Dario Cabianca is a computer scientist (PhD, University of Milan), author,


and cloud architect. He has worked with a variety of global enterprises for
more than two decades and possesses more than 11 cloud certifications.
He used his own fail-proof techniques to prepare and pass GCP, Azure,
and AWS exams. He is excited to share his knowledge to help readers of his
study companion book prepare for the GCP Professional Cloud Network
Engineer certification exam and also come away equipped with the
necessary tools and knowledge to be confident and successful on the job.
About the Technical Reviewer

Raymond Blum leads a global team of Google engineers that develops


tools to support emerging platforms and architectures. Based in New York,
he was previously a site reliability engineer at Google, helping to ensure
that Gmail, Ads, and other Google services were always available and
safe. A passionate champion of dependable infrastructure, Raymond has
contributed to Data Integrity best practices published by Google and by
the Association for Computing Machinery.
In previous lives, Raymond developed software for media and
financial companies and ran an Internet service hosting company. In what
spare time exists, he reads everything that he can and makes friends with
robots.
Acknowledgments

This book is the result of the study, work, and research I accomplished over the past two years. I could not
have written this book without the help of family, friends, colleagues, and experts in the field of computer
networks and computer science.
When my friend, former colleague, and author Tom Nelson first introduced me to Apress in August 2021,
I had no idea I was about to embark on this wonderful journey.
First and foremost, I am grateful to my wife Margie, who carefully created a conducive space at home
so I could stay focused on this work and prepare quality content for this book (not an easy task with my two
young sons Joseph and Samuele eager to learn networks from their dad).
The team at Apress has been phenomenal for accommodating my schedule a few times and for
providing the necessary guidance in a timely manner. Thanks to Gryffin Winkler, Raymond Blum, Laura
Berendson, Joan Murray, and Jill Balzano. Without your prompt and careful assistance, this work would not
have been possible.
Every concept I explained in the book is the product of scientific curiosity, theory, practice, and
experience I acquired through my professional and academic career.
__________
Your instructions> Transcribe the passage on the author and technical reviewer, starting at "He used his" and ending at "on the job.". You won't need the lines that follow.
__________
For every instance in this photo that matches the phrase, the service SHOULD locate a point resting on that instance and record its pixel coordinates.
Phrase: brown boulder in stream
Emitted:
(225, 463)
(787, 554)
__________
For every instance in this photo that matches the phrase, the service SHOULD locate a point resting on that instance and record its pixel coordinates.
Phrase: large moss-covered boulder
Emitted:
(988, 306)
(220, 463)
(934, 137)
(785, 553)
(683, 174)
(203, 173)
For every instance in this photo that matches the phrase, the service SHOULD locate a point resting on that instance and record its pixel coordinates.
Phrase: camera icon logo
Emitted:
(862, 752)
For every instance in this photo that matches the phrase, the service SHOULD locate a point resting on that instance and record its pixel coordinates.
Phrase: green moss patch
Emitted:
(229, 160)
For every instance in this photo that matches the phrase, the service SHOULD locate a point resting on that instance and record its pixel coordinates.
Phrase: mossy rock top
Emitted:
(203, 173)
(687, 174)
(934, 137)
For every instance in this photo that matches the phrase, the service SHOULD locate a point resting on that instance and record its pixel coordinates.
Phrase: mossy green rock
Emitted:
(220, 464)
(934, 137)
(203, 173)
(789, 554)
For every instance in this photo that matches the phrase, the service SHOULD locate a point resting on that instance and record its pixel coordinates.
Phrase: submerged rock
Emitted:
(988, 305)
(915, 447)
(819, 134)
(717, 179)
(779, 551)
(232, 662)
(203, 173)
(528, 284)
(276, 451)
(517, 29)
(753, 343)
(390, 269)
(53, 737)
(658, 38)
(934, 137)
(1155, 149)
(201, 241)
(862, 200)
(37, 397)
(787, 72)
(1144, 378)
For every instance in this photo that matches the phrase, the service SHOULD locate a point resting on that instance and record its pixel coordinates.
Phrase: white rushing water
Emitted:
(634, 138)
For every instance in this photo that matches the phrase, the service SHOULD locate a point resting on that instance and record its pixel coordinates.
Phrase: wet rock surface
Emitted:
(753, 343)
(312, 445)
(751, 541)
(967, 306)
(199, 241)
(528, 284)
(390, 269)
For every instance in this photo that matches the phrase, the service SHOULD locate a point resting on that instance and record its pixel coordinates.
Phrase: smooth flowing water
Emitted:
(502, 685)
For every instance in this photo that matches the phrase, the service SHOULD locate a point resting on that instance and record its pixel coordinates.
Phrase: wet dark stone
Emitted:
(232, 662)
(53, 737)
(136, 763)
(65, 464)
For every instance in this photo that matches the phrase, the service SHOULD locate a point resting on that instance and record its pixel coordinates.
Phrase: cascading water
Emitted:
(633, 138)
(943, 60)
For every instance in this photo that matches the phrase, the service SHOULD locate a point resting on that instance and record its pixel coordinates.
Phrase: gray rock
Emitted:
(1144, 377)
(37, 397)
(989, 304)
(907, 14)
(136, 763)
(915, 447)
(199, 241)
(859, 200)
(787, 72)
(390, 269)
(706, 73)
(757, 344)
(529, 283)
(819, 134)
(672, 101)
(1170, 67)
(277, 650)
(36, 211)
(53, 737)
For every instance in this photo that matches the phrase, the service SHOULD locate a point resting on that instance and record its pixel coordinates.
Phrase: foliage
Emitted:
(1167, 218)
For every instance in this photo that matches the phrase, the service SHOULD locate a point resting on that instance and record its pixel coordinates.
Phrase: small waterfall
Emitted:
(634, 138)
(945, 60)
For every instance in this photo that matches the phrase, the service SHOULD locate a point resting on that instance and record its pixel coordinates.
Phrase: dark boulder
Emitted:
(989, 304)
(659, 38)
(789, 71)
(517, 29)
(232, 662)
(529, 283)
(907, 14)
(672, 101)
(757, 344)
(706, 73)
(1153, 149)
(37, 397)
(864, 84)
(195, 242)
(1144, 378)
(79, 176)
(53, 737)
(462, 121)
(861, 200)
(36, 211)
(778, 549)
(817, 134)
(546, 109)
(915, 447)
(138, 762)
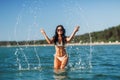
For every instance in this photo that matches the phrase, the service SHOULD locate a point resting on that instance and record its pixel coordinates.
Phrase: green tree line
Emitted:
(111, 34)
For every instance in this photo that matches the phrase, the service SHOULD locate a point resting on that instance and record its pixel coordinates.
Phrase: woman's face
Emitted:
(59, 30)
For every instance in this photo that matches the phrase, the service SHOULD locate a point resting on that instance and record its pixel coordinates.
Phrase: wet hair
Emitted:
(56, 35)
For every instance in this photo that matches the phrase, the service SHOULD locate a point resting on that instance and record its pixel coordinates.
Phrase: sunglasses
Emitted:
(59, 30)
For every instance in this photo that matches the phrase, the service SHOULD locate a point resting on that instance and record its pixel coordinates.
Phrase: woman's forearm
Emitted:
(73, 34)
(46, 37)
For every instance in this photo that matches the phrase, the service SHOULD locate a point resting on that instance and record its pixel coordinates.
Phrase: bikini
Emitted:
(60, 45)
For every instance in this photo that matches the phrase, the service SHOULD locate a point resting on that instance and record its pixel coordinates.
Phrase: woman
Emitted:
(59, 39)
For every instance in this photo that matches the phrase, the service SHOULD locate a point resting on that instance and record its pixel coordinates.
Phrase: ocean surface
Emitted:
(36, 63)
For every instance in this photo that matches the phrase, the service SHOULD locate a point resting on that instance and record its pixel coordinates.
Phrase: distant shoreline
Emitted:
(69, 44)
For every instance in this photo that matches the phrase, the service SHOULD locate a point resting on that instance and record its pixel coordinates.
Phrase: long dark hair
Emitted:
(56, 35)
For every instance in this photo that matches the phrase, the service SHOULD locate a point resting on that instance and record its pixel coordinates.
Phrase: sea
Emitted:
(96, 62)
__________
Solved exercise>
He used his own fail-proof techniques to prepare and pass GCP, Azure,
and AWS exams. He is excited to share his knowledge to help readers of his
study companion book prepare for the GCP Professional Cloud Network
Engineer certification exam and also come away equipped with the
necessary tools and knowledge to be confident and successful on the job.